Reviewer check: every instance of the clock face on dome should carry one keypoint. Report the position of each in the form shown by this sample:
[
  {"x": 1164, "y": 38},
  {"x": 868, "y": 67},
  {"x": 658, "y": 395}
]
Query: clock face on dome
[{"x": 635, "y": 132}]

- Task objective
Reproduce the listing above word for word.

- Expected answer
Reviewer check: every instance of the clock face on dome should carry one keypoint. Report the position of each in the form shown by this sample:
[
  {"x": 1164, "y": 38},
  {"x": 868, "y": 67},
  {"x": 658, "y": 395}
]
Query: clock face on dome
[{"x": 635, "y": 132}]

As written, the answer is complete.